- **What you should do**:
Should an entry contain an image, leave the image out and repeat the entry's text exactly.

[Point-per-instance localization data]
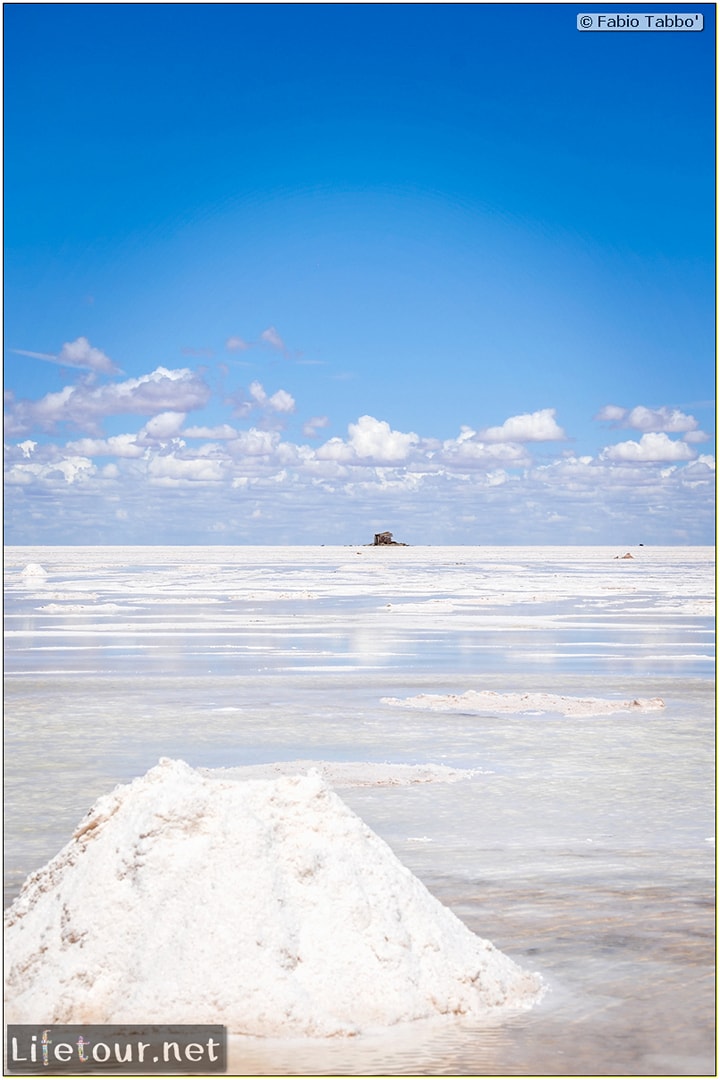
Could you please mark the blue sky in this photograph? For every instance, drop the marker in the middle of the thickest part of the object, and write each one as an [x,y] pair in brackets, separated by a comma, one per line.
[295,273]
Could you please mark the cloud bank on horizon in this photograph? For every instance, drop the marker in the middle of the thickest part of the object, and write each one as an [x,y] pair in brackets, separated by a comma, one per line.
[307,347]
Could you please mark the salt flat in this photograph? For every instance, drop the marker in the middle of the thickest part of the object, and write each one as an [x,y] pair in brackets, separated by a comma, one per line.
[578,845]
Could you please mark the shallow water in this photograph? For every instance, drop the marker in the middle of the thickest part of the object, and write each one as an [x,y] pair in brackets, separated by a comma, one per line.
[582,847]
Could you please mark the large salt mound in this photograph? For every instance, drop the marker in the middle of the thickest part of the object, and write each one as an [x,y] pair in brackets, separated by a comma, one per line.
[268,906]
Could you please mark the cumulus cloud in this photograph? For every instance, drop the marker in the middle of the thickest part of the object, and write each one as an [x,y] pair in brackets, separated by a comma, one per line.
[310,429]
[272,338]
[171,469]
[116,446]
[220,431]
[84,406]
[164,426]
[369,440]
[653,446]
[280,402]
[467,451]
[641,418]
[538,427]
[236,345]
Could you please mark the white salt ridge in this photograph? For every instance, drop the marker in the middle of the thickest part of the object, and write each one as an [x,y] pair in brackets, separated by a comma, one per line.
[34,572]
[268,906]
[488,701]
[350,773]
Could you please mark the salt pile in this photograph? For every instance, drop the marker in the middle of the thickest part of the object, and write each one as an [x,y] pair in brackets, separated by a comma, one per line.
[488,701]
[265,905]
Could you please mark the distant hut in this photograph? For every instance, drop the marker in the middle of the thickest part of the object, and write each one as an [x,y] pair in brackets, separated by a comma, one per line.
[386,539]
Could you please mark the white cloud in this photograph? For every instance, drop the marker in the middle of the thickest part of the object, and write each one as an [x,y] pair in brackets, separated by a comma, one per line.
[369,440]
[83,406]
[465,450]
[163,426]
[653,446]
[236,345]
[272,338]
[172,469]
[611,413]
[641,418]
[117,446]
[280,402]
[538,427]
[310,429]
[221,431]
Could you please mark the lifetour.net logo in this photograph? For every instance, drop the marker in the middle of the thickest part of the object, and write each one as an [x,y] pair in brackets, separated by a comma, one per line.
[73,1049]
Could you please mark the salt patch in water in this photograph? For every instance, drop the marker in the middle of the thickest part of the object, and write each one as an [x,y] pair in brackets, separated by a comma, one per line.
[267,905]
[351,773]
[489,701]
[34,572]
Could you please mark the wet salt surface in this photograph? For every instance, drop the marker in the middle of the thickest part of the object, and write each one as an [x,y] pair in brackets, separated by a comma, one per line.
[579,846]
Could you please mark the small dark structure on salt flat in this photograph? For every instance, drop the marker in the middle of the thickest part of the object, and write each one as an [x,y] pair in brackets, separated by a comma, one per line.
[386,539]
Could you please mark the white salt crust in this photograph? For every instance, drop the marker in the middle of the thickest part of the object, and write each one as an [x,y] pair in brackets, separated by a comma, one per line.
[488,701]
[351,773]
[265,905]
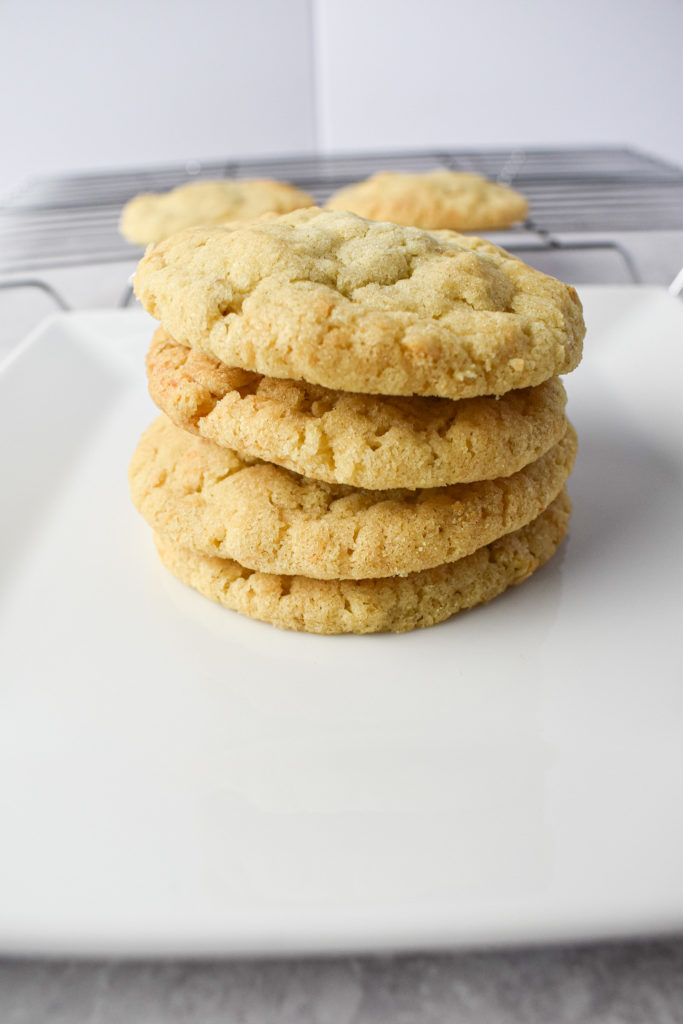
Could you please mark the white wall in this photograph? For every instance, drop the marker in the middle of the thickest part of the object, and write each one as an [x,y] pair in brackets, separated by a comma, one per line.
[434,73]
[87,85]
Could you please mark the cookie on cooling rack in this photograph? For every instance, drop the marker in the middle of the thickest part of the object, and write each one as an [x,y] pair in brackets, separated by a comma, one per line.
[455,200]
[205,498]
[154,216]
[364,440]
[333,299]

- **Result of the task**:
Could you please mark the blue sky in this photograph? For every instance, drop the marker in the middle of the thickest part of the object, and write each one as an [x,y] pair in brackets, separated by a comma, one per line.
[295,273]
Could you please mark the cloud bank on horizon in this photograph? For every instance, drop the marker in the middle of the thickest part of the object, and write each one as an [x,y] pair in brackets, separated by a comma, one per line.
[307,347]
Could you please mark the salt flat in this photograph? For every instance, drop the marker in the middle of the thickest part of the object, and write each one as an [x,y] pair in brackets, separated by a comma, one per line.
[578,845]
Could you please mark the shallow water in this photograph? For every instance, drop the marker in the middle of the thickest part of the object, and write each one as an [x,y] pair in brackets, separated by a comma, one per line.
[582,847]
Could you please mark the large salt mound in this photograph? For every instance, drop the marker in the middle of the thickest part of the object, and write each one as an [x,y] pair in brackets, separated by a comma, one per line.
[268,906]
Could you please mark the cumulus cloud in this photograph? For every instance, drop the marker in the middle of the thickest part of the object, and write each one as an [x,y] pair in brackets, separated by a comma, one per line.
[310,429]
[272,338]
[171,469]
[116,446]
[220,431]
[84,406]
[164,426]
[369,440]
[653,446]
[280,402]
[467,451]
[641,418]
[538,427]
[236,345]
Could you please mark the white salt ridge in this photograph? For every instance, drop the marker in the middle of the thickest part of the object, and write each one as an [x,y] pair in brackets, separated by a comma, one per line.
[34,572]
[268,906]
[488,701]
[350,773]
Could you please mark the salt pile in this photograph? For every instance, drop the marker in the middle of the thickest part of the object, and write each one as an [x,y] pair in brackets, separated by a comma, one per line.
[488,701]
[265,905]
Could you please mark the distant hut in this photograph? For every instance, drop the marker in the middle of the thickest part of the object, and write each one as an [x,y] pair in brackets, separated by a comma, one per line.
[386,539]
Could you please mark the white cloud in this photograph? For every instance, drop the marker in the middle of the thickest part of the object, and write each one as an [x,y] pair in brackets, separated by a comma, one per line.
[369,440]
[83,406]
[465,450]
[163,426]
[653,446]
[236,345]
[272,338]
[172,469]
[611,413]
[641,418]
[117,446]
[280,402]
[538,427]
[310,429]
[221,431]
Could you please mark the lifetour.net logo in this photograph? For every instance, drop the marker in the middle of the thickest part of the object, and write each one as an [x,y] pair in brackets, separated by a comma, one per line.
[73,1049]
Could you please mark the salt patch in water in this photograph? For every instance, drop the marker in the middle of the thickest part of the object, and write each one as an [x,y] pair in brackets, separated by a comma, one per line.
[267,905]
[351,773]
[489,701]
[34,572]
Could you please mark the wet salt surface in this photograph? For every instance, drop the marker in the middle of the thickest part of the object, and write each one as an [x,y] pair in brackets, separated by a comma, one per line.
[579,846]
Could you please mark the small dark structure on salt flat in this photograph? For every instance, drop the marker in the middle of the thickest part of the object, and write each one as an [x,y] pair in brackets, separated by a comma, one per line.
[386,539]
Could you please mark the white salt crust in this photograph? For every instance, drop the marker in the middle of the thickest part of the object, and write each one as an [x,y] pair in brackets, separated by a comma, one per line.
[488,701]
[351,773]
[265,905]
Could you please mark the white wall in this photograph? For every instance, drop the marker in the middle of the thickest part of the object, and write each one as an [x,y] pair in brackets, separated by a comma, one per line.
[434,73]
[87,85]
Could you please mark the cookie on cooling rack in this photograph? For every instance, drop the marker in the middle of the thickest part of the object, and write each one as an [x,y] pair in brackets, separated by a comma, one per line.
[455,200]
[205,498]
[154,216]
[364,440]
[333,299]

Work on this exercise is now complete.